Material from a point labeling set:
+ + + + +
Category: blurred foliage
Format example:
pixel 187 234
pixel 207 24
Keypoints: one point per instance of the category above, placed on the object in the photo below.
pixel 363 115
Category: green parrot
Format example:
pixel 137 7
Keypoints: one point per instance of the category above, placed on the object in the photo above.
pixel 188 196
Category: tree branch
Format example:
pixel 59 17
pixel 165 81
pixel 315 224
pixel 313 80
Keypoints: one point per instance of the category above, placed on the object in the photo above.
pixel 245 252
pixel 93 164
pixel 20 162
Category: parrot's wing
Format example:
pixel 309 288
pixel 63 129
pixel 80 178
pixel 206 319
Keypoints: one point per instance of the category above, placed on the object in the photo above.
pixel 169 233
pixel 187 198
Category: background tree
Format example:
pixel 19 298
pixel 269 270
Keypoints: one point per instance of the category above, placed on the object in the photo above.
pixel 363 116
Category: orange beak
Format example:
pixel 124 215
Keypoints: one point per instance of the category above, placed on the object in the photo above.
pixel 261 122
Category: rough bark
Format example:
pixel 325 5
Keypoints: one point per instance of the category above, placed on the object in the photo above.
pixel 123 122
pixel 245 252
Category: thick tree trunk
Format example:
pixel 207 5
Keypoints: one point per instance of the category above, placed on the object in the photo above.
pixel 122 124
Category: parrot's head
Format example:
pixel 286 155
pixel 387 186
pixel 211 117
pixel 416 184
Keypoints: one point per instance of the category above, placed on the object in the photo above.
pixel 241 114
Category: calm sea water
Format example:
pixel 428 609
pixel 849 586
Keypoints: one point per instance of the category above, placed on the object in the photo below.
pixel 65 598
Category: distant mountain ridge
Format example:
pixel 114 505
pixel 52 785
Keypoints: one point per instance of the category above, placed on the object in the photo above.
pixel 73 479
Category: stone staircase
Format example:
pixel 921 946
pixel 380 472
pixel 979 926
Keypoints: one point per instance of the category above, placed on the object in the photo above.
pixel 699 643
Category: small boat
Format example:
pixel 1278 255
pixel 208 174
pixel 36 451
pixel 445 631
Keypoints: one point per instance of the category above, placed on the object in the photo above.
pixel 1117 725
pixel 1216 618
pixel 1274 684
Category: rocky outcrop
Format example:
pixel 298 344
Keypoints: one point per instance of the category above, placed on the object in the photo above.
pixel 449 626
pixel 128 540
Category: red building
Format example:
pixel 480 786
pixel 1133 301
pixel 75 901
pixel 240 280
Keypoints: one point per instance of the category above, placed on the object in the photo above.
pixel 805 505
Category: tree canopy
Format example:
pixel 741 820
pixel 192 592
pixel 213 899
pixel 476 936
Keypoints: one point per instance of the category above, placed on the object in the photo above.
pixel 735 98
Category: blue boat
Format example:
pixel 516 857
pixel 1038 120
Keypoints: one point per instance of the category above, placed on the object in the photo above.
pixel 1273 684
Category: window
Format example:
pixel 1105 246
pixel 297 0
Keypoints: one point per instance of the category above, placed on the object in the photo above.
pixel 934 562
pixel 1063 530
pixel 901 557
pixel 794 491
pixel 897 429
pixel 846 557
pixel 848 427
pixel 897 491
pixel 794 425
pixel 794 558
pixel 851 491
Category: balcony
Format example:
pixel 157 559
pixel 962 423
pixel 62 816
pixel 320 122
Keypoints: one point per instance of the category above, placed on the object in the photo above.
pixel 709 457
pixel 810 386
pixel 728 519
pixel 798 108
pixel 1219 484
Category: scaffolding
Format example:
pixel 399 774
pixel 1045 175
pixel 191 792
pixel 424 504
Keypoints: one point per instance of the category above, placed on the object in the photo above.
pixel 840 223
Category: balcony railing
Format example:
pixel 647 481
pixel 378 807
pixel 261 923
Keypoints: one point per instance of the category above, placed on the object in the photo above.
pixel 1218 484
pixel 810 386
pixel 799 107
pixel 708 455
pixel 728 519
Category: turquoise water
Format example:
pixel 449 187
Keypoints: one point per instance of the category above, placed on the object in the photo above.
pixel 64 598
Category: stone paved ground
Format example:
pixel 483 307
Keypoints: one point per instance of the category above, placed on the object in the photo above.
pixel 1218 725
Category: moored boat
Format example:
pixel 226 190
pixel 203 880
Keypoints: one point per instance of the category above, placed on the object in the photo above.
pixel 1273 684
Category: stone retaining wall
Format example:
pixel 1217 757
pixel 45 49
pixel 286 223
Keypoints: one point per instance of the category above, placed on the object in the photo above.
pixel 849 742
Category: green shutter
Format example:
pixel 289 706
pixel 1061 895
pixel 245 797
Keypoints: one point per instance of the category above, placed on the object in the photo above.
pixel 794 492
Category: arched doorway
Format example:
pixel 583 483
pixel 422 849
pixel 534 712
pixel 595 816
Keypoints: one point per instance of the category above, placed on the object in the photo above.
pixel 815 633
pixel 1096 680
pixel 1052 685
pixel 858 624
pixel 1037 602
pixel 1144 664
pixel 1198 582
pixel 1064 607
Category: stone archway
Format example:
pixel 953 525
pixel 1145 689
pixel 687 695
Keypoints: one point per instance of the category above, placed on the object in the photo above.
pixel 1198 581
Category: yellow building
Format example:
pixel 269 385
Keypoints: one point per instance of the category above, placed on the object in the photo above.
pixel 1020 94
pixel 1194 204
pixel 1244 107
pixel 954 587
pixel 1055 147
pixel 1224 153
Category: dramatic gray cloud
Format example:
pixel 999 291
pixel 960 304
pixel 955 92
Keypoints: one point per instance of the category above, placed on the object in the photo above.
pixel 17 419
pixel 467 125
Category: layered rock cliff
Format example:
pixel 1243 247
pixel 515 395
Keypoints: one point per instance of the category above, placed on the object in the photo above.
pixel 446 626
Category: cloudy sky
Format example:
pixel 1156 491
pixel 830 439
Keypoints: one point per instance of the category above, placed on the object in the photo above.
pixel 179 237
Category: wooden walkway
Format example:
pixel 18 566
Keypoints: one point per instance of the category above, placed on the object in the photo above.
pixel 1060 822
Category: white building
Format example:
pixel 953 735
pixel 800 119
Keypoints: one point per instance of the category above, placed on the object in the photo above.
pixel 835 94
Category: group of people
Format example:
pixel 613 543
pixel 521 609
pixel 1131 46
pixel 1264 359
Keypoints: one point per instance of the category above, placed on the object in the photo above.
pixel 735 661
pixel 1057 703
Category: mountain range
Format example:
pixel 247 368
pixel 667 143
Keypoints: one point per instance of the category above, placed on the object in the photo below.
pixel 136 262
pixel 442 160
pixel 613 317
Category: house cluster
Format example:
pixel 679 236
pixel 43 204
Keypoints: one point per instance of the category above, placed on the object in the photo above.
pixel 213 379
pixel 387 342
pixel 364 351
+ + + + +
PROBLEM DETAILS:
Copy out the material from its beginning through the line that contains "pixel 363 115", both ends included, with the requests kept as they are. Scale only the point coordinates in the answers by 2.35 and round each to a whole number, with halves rounded up. Leave the format samples unchanged.

PROBLEM SOLUTION:
Category: blurred foliage
Format example:
pixel 187 234
pixel 207 24
Keypoints: one point per instance of the category above, placed on the object in the photo below.
pixel 853 270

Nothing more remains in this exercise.